**Tekstfragment**
┄┄┄┄┄┄

VAN ONDERWIJSFINANCIERING TOT ONDERWIJS OVER FINANCIËN

Een nieuw boek, een nieuwe leerstoel en een succesvolle start voor de vernieuwde educatieve master economie – meer dan redenen genoeg voor een gesprek met prof. Kristof De Witte, directeur van het onderzoekcentrum LEER (Leuven Economics of Education Research) en verantwoordelijke van de lerarenopleiding van onze faculteit.

In ‘Financing Quality Education for All. The Funding Methods of Compulsory and Special Needs Education’, de jongste publicatie van onderzoekcentrum LEER, analyseren en vergelijken Kristof De Witte en Vitezslav Titl van Campus Leuven, Oliver Holz van Campus Brussel en Mike Smet van Campus Antwerpen de aanpak van onderwijsfinanciering in Vlaanderen, de Canadese provincie British Columbia, de Amerikaanse staat Massachusetts, Estland en Finland. Daarbij gaat veel aandacht naar onderwijs voor kansengroepen en leerlingen met bijzondere noden. Een toverformule is er uiteraard niet, maar waarom lijkt vooral het Vlaamse systeem er eentje voor gevorderden?


In tegenstelling tot eerdere LEER-boeken is dit boek vrij technisch en specifiek. Het is gebaseerd op twee eerdere rapporten. In het ene, voor Steunpunt Onderwijsonderzoek (SONO), brachten we voor het eerst de financiering van het Vlaamse onderwijs systematisch in kaart – een complexe oefening, zoals je in het boek kan zien. Vlaanderen heeft ontzettend veel regels en manieren om onderwijs te financieren. In een tweede rapport voor het Ministerie van Onderwijs van de Duitstalige gemeenschap gingen we kijken hoe men onderwijsfinanciering aanpakt in andere topregio’s. In ons boek vergelijken we de aanpak van onderwijsfinanciering van vijf regio’s en landen die allemaal hoog scoren in de PISA-test van de OESO.

┄┄┄┄┄┄

**Aangeleverde gegevens**
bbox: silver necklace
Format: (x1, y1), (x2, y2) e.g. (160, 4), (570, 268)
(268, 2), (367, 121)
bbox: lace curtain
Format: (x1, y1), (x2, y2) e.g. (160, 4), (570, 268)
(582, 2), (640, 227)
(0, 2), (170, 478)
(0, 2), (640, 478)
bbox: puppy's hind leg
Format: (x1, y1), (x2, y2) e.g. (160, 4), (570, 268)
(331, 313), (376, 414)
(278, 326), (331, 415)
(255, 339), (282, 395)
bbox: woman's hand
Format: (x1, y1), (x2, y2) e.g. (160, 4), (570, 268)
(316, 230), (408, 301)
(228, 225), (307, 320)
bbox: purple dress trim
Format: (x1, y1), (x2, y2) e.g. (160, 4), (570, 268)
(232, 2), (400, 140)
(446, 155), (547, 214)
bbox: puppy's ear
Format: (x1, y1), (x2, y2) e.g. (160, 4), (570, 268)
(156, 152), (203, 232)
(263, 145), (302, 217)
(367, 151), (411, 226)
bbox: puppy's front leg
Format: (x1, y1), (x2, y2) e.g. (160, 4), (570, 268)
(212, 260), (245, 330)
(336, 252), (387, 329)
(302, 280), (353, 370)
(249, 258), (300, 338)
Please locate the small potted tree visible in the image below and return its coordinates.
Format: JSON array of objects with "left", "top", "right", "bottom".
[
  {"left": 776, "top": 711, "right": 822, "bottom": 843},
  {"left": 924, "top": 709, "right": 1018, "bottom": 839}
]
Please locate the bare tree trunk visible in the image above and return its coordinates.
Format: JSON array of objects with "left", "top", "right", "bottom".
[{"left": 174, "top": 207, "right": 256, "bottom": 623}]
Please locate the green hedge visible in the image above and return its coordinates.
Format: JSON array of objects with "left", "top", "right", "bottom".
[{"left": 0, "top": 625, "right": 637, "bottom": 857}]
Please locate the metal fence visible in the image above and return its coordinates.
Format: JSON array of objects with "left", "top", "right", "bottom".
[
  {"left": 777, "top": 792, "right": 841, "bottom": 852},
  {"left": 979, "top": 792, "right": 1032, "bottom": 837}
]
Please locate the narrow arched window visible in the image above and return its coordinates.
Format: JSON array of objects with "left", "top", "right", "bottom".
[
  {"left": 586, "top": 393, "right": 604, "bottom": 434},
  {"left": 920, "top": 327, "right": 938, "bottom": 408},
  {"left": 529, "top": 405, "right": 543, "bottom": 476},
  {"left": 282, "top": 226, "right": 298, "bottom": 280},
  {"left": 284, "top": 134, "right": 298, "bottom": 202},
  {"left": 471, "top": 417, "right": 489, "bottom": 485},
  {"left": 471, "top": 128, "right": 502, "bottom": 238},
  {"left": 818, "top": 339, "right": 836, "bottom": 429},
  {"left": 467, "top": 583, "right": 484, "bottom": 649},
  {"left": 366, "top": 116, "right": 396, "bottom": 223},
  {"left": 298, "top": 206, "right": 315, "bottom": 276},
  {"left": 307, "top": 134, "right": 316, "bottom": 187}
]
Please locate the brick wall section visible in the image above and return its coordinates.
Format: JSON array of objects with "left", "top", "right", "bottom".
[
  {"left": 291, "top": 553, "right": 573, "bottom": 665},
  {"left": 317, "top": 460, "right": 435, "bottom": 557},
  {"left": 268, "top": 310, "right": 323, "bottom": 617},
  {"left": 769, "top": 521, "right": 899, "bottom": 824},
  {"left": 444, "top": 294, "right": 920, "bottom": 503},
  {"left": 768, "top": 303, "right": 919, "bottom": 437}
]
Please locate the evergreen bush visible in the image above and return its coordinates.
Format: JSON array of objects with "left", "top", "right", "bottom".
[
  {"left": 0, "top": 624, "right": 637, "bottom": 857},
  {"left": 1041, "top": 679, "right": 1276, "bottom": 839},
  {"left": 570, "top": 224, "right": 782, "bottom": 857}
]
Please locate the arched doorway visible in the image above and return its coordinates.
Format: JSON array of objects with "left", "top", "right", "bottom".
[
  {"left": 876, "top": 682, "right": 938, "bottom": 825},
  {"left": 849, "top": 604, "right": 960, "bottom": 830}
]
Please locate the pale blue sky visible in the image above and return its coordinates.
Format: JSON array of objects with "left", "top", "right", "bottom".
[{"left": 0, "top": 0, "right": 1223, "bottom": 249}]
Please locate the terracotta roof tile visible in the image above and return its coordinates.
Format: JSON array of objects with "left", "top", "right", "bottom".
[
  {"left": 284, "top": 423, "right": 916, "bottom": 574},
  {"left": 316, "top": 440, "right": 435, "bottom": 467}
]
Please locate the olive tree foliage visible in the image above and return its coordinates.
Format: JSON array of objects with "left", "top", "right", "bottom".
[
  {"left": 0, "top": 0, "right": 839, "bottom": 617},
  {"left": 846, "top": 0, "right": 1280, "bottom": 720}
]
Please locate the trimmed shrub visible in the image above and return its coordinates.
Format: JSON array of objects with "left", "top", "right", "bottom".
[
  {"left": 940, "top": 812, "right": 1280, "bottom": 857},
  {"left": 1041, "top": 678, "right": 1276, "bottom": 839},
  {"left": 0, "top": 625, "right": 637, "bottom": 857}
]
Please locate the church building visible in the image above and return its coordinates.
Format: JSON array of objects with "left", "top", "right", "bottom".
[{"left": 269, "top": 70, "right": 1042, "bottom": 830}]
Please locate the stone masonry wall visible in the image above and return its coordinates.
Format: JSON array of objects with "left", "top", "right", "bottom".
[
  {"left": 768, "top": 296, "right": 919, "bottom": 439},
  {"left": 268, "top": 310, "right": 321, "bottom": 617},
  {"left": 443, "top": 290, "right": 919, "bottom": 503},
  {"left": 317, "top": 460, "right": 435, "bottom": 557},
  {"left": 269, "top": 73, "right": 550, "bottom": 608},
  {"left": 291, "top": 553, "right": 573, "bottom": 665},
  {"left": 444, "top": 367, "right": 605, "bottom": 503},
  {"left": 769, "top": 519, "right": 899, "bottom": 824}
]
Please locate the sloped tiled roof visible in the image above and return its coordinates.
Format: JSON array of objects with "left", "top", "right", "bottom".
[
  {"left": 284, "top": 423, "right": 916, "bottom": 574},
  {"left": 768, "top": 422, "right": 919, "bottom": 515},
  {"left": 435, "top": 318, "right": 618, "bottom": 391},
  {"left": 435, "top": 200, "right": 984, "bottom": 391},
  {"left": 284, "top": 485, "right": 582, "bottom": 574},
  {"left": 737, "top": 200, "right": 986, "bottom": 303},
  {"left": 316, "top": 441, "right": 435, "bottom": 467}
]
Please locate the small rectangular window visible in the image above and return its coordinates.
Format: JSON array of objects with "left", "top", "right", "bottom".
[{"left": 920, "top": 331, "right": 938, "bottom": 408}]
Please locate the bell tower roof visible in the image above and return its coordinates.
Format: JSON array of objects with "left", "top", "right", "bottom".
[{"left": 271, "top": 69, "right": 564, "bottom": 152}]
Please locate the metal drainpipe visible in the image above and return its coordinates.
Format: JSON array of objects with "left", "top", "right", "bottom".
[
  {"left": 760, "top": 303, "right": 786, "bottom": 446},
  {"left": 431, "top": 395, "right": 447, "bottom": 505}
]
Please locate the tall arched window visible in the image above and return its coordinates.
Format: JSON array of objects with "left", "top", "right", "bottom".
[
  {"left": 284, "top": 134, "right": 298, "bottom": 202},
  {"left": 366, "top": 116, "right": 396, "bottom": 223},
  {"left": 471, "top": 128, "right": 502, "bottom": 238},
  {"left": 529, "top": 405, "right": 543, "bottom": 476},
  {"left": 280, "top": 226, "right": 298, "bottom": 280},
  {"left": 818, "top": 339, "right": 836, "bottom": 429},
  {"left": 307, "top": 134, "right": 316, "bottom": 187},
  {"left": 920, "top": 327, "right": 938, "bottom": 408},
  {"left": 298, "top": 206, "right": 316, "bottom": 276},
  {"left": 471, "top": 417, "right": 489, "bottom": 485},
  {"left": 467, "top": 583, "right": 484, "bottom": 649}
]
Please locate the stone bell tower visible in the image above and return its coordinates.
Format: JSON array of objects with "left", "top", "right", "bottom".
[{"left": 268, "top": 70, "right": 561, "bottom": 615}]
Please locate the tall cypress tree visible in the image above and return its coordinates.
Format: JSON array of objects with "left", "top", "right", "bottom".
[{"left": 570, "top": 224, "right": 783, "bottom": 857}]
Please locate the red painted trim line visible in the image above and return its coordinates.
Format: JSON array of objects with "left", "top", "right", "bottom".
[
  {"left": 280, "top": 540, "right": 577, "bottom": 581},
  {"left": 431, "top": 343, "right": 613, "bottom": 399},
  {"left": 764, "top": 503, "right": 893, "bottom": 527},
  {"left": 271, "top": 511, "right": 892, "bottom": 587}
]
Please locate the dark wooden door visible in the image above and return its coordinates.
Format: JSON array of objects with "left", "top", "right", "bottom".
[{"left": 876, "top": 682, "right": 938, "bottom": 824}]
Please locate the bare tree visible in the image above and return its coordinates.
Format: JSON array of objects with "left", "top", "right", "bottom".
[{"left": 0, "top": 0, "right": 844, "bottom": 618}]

┄┄┄┄┄┄

**Opdrachten**
#1 Som alle regio's en landen op waarvan het boek uit de tekst over onderwijsfinanciering de aanpak van onderwijsfinanciering vergelijkt.
#2 Geef uit de tekst over onderwijsfinanciering letterlijk het stuk terug dat loopt van "In ‘Financing Quality" tot en met "eentje voor gevorderden?".
Voor het werk hieronder zijn de gegevens niet van belang.

**Antwoorden per opdracht**
#1 Vlaanderen, de Canadese provincie British Columbia, de Amerikaanse staat Massachusetts, Estland en Finland.

#2
In ‘Financing Quality Education for All. The Funding Methods of Compulsory and Special Needs Education’, de jongste publicatie van onderzoekcentrum LEER, analyseren en vergelijken Kristof De Witte en Vitezslav Titl van Campus Leuven, Oliver Holz van Campus Brussel en Mike Smet van Campus Antwerpen de aanpak van onderwijsfinanciering in Vlaanderen, de Canadese provincie British Columbia, de Amerikaanse staat Massachusetts, Estland en Finland. Daarbij gaat veel aandacht naar onderwijs voor kansengroepen en leerlingen met bijzondere noden. Een toverformule is er uiteraard niet, maar waarom lijkt vooral het Vlaamse systeem er eentje voor gevorderden?